PROBLEM TO SOLVE: Please report each line of the data below that contains "tree".
START ENTRIES SHOWN
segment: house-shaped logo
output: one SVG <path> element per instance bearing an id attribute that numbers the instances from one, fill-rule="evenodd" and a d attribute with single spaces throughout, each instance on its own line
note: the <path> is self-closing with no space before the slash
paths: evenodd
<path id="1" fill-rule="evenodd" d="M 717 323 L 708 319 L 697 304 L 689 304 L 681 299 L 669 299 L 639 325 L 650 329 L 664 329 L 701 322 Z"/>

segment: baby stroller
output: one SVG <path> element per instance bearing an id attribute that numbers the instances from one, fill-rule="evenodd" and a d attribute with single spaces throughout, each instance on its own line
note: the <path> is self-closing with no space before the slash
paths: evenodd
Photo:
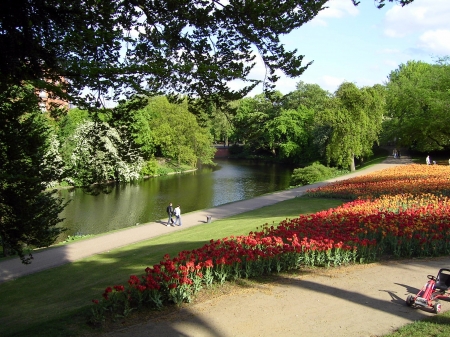
<path id="1" fill-rule="evenodd" d="M 416 296 L 408 295 L 406 305 L 410 307 L 431 308 L 437 314 L 441 311 L 439 300 L 450 301 L 450 294 L 447 293 L 450 287 L 450 269 L 439 269 L 436 277 L 433 275 L 427 275 L 427 277 L 428 282 Z"/>

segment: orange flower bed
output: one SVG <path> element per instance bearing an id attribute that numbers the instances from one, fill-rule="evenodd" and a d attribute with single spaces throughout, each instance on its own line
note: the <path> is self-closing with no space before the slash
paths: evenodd
<path id="1" fill-rule="evenodd" d="M 405 193 L 450 195 L 450 166 L 400 165 L 307 191 L 311 197 L 350 200 Z"/>

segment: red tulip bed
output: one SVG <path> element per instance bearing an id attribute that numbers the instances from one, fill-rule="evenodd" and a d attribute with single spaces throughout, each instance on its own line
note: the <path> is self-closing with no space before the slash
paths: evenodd
<path id="1" fill-rule="evenodd" d="M 181 304 L 203 287 L 304 266 L 366 263 L 382 256 L 450 253 L 450 168 L 402 165 L 310 190 L 354 199 L 246 236 L 211 240 L 163 260 L 94 300 L 92 321 L 140 307 Z"/>

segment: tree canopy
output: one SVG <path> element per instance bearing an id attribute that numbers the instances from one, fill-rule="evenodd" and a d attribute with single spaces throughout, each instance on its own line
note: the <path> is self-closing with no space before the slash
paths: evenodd
<path id="1" fill-rule="evenodd" d="M 328 130 L 328 162 L 354 171 L 355 157 L 369 155 L 374 142 L 378 141 L 384 109 L 381 87 L 360 89 L 353 83 L 342 83 L 328 106 L 316 117 L 318 125 Z"/>
<path id="2" fill-rule="evenodd" d="M 419 151 L 450 149 L 450 65 L 409 61 L 391 72 L 387 83 L 386 135 Z"/>
<path id="3" fill-rule="evenodd" d="M 303 73 L 310 63 L 279 37 L 312 20 L 328 1 L 3 0 L 0 89 L 33 81 L 81 103 L 78 95 L 89 88 L 94 106 L 142 92 L 240 98 L 261 81 L 248 78 L 257 53 L 267 89 L 277 70 Z M 233 80 L 247 86 L 232 90 Z"/>

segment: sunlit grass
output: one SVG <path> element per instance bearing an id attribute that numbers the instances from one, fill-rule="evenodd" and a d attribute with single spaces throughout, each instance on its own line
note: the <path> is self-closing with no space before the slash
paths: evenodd
<path id="1" fill-rule="evenodd" d="M 448 337 L 450 336 L 450 311 L 405 325 L 385 337 Z"/>

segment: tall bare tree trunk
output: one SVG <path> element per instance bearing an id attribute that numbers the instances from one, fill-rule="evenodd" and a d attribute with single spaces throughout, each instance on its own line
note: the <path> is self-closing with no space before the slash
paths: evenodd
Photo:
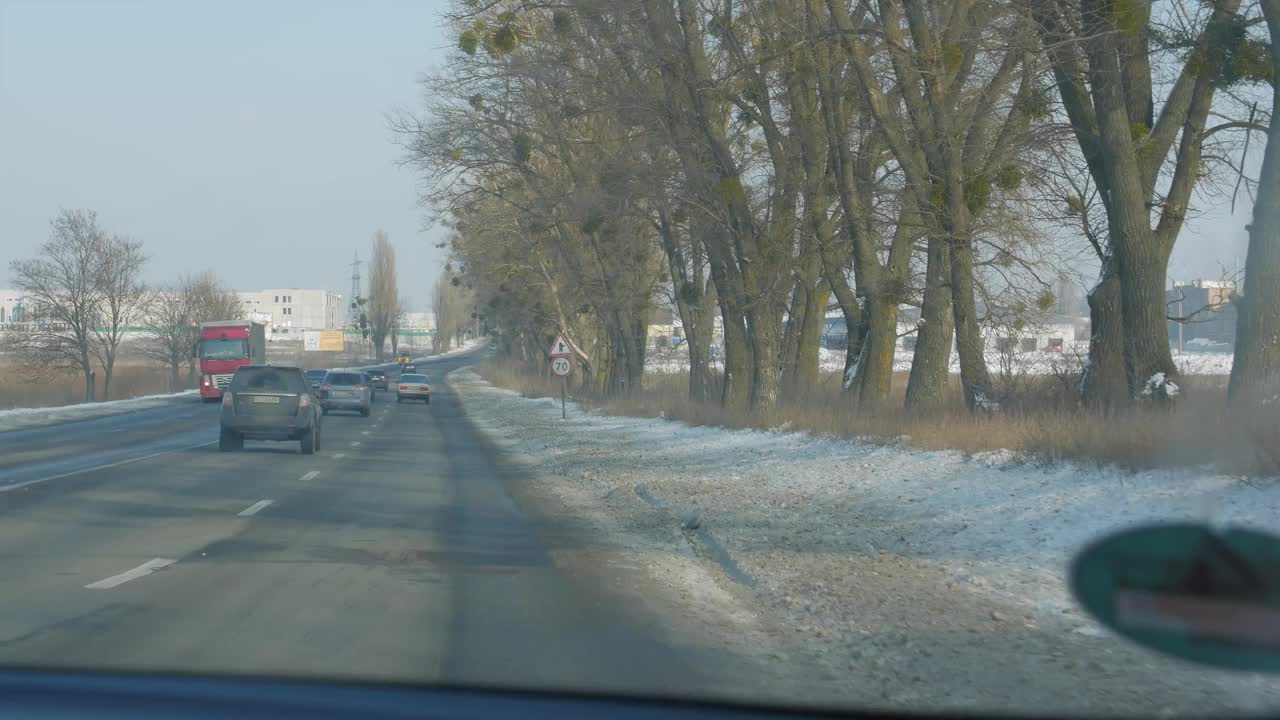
END ENTRIES SHOWN
WRITTEN RESPONSE:
segment: tree canopy
segment: tall bare tree trunk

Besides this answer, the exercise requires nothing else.